Problem statement
Below are lines of data; count those that contain "building" and give the total alone.

* * *

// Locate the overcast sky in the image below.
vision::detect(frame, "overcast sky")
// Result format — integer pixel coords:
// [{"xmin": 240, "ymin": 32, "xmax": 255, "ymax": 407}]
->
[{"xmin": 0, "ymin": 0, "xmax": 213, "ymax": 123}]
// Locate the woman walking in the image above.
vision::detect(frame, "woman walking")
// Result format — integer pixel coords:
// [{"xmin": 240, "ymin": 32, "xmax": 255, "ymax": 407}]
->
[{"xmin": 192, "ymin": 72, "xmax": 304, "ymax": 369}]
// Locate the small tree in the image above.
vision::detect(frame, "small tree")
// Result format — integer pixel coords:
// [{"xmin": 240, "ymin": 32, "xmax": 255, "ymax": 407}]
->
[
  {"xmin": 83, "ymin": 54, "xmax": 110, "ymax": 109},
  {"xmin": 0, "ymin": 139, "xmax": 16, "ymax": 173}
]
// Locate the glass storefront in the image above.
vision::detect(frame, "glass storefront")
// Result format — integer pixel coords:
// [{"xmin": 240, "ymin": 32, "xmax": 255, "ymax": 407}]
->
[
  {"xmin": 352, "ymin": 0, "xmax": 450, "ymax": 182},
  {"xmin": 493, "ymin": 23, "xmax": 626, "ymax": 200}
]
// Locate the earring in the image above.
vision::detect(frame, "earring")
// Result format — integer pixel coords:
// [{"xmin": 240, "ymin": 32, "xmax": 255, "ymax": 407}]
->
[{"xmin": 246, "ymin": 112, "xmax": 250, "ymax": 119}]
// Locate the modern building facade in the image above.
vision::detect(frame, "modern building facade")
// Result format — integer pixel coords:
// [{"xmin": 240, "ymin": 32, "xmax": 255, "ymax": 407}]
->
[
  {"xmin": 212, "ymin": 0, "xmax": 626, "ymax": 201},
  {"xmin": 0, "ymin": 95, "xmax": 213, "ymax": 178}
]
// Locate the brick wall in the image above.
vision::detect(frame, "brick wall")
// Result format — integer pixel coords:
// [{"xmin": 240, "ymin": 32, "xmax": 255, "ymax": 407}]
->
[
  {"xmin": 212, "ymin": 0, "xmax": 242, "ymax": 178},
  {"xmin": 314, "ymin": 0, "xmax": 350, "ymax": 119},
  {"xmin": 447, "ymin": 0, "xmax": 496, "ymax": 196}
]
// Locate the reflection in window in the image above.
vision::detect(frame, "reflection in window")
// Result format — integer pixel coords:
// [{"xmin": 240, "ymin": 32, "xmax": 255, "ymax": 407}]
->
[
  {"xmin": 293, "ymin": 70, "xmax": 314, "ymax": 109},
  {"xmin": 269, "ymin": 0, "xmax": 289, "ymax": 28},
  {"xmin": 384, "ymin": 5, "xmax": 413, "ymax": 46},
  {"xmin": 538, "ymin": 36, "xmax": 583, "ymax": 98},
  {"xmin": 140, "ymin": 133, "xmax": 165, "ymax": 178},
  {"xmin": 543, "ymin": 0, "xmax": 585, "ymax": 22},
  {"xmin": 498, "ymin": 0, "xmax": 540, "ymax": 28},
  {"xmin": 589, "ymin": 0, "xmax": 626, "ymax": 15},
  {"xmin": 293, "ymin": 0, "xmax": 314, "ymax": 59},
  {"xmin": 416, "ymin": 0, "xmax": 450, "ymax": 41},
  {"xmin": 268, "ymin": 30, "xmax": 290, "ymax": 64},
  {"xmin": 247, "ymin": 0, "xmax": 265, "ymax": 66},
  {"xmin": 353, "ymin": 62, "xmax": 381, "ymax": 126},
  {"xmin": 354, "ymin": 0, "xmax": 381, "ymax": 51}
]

* * *

Written response
2